▶ Work item
Exact copies of the lines from the one holding "Target: camera body" through the last line of the entries below are to be printed, with pictures omitted.

▶ Material for this task
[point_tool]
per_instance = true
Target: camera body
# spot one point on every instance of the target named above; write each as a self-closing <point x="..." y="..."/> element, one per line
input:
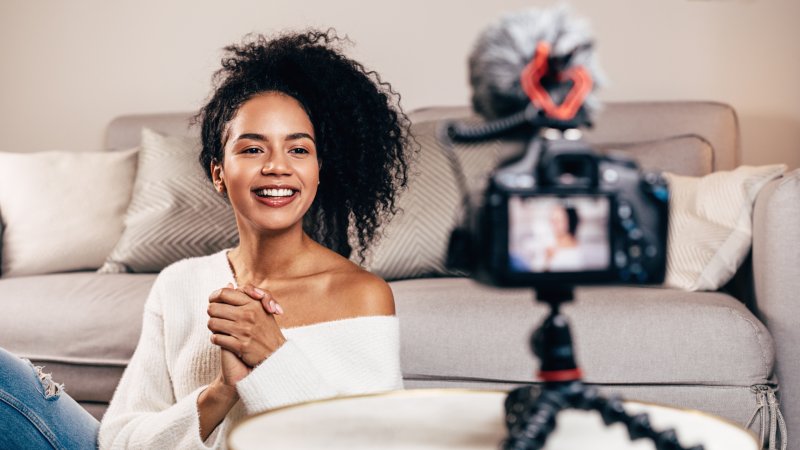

▶ Result of this exercise
Target: camera body
# spot one point on every instance of the target named above; write each as a self-closing <point x="..." y="..."/> element, one per line
input:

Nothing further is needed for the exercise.